--- Dataset records ---

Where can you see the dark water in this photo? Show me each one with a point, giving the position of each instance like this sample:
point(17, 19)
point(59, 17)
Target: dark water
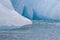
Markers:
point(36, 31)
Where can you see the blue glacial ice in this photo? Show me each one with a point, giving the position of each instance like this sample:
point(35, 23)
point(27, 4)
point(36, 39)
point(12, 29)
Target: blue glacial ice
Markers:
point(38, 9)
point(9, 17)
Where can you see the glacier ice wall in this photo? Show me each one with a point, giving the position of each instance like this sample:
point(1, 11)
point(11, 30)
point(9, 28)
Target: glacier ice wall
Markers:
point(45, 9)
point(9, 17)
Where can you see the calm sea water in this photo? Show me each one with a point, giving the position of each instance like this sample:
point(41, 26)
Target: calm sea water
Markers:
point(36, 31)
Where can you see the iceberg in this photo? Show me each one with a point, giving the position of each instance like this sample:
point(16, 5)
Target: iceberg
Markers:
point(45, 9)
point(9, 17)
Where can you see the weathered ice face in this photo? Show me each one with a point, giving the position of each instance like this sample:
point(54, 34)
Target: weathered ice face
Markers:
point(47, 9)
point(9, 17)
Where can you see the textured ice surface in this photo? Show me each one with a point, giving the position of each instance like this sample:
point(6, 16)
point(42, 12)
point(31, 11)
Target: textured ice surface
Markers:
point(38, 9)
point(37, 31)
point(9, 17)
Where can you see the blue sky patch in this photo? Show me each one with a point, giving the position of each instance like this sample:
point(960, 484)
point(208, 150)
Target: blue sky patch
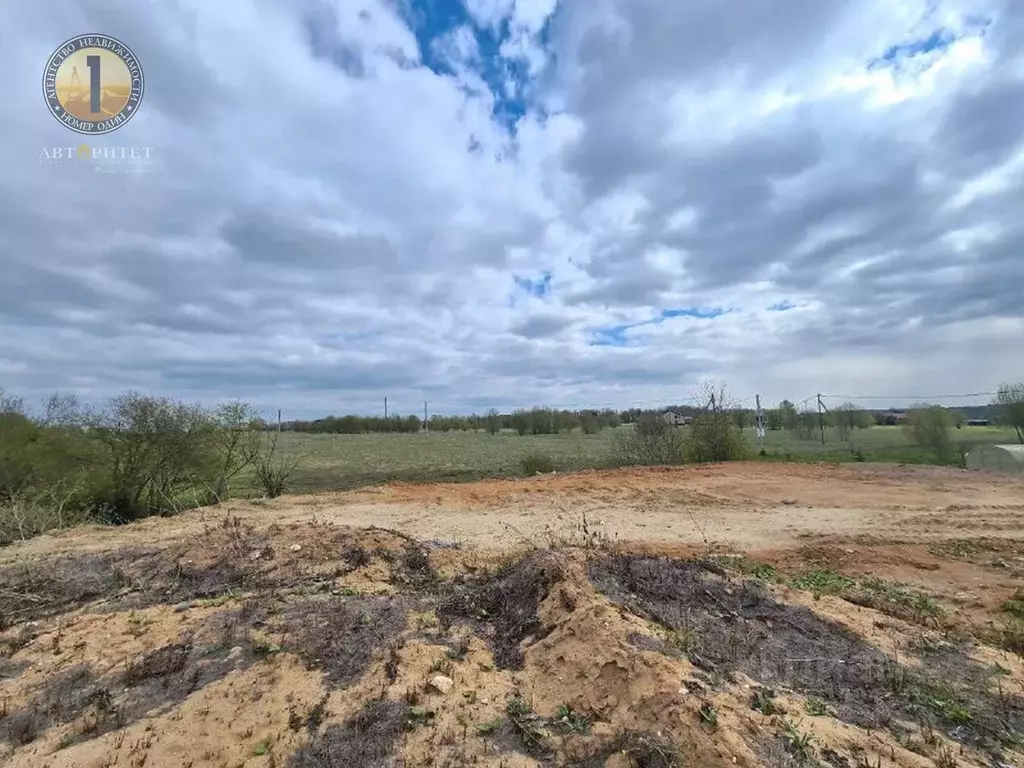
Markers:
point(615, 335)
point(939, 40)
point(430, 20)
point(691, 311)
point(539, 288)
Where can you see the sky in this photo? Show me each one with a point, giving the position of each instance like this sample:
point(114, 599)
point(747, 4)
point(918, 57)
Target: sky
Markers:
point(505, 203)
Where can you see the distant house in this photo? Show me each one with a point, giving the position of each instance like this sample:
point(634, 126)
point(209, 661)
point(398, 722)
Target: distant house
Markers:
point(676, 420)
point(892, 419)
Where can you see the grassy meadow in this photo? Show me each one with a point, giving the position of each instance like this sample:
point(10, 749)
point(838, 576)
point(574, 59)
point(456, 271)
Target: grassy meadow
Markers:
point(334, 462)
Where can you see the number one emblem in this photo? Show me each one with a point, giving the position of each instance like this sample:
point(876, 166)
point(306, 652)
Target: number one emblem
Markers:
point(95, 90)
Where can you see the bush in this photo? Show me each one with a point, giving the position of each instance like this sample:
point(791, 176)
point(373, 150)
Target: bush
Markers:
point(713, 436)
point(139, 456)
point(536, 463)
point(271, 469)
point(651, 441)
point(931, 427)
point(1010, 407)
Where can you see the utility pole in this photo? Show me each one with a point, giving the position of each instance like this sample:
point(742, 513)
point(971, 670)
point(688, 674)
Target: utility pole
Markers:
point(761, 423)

---
--- Dataset records ---

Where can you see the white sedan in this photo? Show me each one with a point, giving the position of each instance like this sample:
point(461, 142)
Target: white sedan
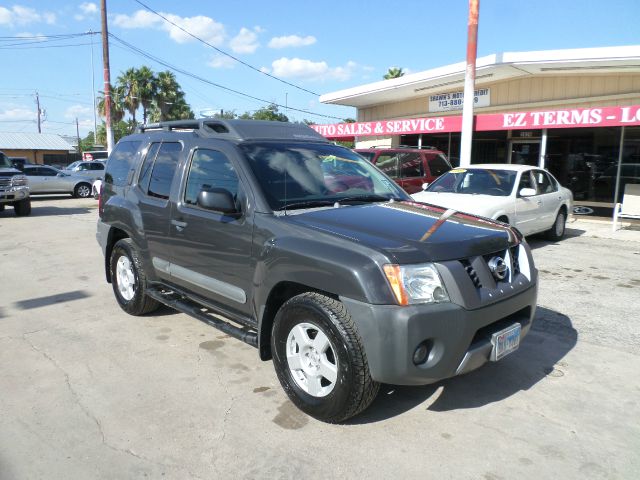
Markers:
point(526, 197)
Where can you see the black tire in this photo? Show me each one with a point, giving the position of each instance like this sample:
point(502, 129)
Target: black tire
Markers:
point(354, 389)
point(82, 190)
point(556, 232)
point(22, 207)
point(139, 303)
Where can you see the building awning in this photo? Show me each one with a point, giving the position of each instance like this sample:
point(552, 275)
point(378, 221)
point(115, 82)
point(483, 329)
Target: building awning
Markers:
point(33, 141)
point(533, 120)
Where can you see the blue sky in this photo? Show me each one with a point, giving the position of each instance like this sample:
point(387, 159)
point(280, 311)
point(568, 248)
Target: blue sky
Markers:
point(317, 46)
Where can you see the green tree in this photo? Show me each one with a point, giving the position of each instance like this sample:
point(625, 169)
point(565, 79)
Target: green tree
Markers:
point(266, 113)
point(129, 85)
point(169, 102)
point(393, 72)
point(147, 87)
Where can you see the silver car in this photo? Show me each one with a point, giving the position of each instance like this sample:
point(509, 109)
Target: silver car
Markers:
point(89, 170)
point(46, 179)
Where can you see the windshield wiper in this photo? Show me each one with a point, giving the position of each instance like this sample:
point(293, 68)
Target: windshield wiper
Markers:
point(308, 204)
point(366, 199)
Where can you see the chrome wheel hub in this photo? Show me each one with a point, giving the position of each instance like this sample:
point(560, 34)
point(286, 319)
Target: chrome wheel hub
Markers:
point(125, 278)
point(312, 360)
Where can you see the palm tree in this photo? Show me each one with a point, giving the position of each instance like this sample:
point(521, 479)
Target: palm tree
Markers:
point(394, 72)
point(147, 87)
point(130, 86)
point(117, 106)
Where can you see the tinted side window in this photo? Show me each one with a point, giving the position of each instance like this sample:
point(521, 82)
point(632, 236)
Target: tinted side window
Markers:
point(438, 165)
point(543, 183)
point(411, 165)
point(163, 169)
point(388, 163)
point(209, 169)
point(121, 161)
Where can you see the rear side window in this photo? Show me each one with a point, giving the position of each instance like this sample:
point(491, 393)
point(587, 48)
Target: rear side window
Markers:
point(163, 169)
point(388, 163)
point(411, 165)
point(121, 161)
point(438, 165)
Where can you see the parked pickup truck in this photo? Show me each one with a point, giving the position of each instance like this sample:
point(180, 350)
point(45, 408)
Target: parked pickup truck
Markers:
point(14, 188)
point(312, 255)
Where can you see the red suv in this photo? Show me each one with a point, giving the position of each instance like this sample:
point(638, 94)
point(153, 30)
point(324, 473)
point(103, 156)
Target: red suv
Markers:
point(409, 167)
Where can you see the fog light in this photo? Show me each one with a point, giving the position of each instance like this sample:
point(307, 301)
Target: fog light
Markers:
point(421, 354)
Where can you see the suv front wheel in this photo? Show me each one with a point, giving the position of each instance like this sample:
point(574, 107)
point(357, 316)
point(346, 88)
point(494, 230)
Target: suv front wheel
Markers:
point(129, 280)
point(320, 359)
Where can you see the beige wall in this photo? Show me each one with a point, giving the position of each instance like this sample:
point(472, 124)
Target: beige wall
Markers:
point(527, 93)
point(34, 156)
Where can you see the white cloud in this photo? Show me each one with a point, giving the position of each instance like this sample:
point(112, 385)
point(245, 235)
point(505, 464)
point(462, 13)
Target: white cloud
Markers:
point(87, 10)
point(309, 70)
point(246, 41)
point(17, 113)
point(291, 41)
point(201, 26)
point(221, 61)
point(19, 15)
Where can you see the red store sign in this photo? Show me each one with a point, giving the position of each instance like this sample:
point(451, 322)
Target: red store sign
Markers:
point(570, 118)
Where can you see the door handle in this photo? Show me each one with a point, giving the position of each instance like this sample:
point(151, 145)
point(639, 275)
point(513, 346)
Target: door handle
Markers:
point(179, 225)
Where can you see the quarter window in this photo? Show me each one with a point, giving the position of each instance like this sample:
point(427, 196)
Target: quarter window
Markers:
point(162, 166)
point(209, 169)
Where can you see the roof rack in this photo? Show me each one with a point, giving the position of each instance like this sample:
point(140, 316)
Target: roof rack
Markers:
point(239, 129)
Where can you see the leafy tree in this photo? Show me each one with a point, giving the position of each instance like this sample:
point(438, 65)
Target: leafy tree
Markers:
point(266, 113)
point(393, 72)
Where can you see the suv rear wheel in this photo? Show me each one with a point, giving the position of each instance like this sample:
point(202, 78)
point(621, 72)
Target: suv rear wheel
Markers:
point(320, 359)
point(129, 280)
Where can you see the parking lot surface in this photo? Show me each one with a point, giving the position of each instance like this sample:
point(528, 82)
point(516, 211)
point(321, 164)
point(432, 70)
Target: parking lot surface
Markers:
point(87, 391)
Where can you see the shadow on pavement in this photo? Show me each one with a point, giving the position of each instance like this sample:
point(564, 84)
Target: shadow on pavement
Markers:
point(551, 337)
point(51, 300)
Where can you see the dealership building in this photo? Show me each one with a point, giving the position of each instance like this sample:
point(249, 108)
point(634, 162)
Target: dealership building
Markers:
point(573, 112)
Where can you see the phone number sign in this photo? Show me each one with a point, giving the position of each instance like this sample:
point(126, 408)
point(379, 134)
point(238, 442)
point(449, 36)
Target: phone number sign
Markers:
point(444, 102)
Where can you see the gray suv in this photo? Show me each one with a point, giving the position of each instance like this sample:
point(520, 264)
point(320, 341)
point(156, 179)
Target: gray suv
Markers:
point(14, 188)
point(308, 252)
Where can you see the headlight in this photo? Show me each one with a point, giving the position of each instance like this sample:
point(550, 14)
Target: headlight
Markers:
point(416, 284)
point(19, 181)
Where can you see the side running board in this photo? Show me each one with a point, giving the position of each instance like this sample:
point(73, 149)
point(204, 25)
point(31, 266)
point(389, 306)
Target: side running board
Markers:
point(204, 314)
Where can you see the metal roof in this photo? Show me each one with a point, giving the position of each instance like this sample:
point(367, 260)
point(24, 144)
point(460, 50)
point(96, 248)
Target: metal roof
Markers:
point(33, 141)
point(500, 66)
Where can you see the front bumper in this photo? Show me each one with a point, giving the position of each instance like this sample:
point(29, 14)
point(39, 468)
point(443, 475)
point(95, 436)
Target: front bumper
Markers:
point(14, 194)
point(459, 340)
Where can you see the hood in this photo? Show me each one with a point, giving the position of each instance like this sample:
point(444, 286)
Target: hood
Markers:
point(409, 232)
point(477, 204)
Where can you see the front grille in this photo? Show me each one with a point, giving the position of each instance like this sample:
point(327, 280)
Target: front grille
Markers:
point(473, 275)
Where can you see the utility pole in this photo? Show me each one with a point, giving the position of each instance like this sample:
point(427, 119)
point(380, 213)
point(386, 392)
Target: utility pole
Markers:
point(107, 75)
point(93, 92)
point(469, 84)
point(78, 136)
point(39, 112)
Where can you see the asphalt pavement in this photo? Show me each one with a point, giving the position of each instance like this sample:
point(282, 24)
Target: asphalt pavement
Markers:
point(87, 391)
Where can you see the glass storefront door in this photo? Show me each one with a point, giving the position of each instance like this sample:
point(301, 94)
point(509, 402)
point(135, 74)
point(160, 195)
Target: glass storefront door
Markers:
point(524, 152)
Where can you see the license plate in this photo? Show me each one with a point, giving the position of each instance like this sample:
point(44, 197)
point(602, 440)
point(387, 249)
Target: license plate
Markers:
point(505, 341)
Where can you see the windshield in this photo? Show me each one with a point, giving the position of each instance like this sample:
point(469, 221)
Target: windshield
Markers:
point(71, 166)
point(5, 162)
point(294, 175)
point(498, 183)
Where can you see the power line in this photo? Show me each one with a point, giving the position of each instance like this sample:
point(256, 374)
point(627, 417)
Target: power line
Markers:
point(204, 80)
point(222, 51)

---
--- Dataset records ---

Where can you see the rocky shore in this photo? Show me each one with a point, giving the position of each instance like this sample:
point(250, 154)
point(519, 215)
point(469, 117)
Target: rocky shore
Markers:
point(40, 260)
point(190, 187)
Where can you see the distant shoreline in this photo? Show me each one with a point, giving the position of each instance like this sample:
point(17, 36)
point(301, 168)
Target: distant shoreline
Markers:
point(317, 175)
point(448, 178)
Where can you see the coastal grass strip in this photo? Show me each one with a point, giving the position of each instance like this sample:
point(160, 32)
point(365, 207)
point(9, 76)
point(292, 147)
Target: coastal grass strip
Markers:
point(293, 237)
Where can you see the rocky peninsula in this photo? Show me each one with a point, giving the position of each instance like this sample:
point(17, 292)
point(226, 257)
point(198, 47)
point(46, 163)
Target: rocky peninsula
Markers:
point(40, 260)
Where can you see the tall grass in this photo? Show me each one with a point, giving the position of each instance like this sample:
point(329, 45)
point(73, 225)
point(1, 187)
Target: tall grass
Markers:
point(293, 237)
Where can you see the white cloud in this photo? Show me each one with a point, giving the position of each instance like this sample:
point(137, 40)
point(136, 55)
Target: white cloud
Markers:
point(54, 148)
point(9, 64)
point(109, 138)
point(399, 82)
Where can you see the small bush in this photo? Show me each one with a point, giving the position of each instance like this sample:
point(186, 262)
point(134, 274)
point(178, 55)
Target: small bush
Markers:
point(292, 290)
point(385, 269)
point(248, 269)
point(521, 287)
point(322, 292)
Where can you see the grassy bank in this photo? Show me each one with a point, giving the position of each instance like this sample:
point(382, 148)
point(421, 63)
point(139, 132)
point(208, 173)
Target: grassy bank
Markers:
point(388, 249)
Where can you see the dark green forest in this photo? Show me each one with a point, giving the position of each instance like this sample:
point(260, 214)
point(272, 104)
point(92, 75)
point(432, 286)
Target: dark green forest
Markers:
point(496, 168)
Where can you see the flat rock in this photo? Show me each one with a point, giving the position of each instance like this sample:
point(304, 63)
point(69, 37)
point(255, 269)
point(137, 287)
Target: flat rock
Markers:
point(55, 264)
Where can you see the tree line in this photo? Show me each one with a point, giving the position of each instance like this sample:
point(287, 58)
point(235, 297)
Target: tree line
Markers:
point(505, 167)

---

How to complete this task: Copy out exactly the material that runs from the line with "Where can you see the dark water" to the line with "Target: distant house", ends included, and leave the pictures behind.

Result:
Where can you see the dark water in this photo? Show me each one with a point, giving the position of each instance like this sample:
point(17, 19)
point(59, 17)
Target: dark water
Markers:
point(36, 31)
Where can you see the blue glacial ice in this photo? Show me each one with a point, giving the position of each instance like this sample:
point(35, 23)
point(27, 4)
point(36, 39)
point(12, 29)
Target: blue glacial ice
Markers:
point(38, 9)
point(9, 17)
Where can you see the glacier ice wall in this photo? Show me each one with a point, giving the position of each instance like this sample:
point(1, 11)
point(11, 30)
point(9, 28)
Target: glacier ice wall
Markers:
point(45, 9)
point(9, 17)
Where can you see the calm sea water in this photo? Show me each one with a point, giving the position of each instance like this sample:
point(41, 26)
Target: calm sea water
Markers:
point(36, 31)
Where can you see the iceberg in this photo? Show me each one with a point, giving the position of each instance like this sample:
point(16, 5)
Target: iceberg
Markers:
point(45, 9)
point(9, 17)
Where can you see the weathered ice face in this photo? Show me each one with a point, giving the position of each instance like this sample:
point(54, 34)
Target: weathered ice face
Markers:
point(47, 9)
point(9, 17)
Where can you see the textured ice surface in this photo? Show me each one with a point, giving the position of each instance like this sample:
point(6, 16)
point(42, 12)
point(31, 11)
Target: textured ice surface
Markers:
point(38, 9)
point(37, 31)
point(9, 17)
Where can you see the blue sky patch in this photo? Show me each one with a point, giving the position of each instance like this sample:
point(960, 484)
point(208, 150)
Target: blue sky patch
Markers:
point(615, 335)
point(939, 40)
point(430, 20)
point(691, 311)
point(539, 288)
Where can you see the sky in this photo? Show me each one with a point, giving the position of each instance like this sample:
point(114, 599)
point(747, 4)
point(918, 57)
Target: sky
Markers:
point(505, 203)
Where can you see the distant house in this photo? Show me each one with a point, giving the position of each instance like this sample:
point(634, 126)
point(209, 661)
point(398, 722)
Target: distant house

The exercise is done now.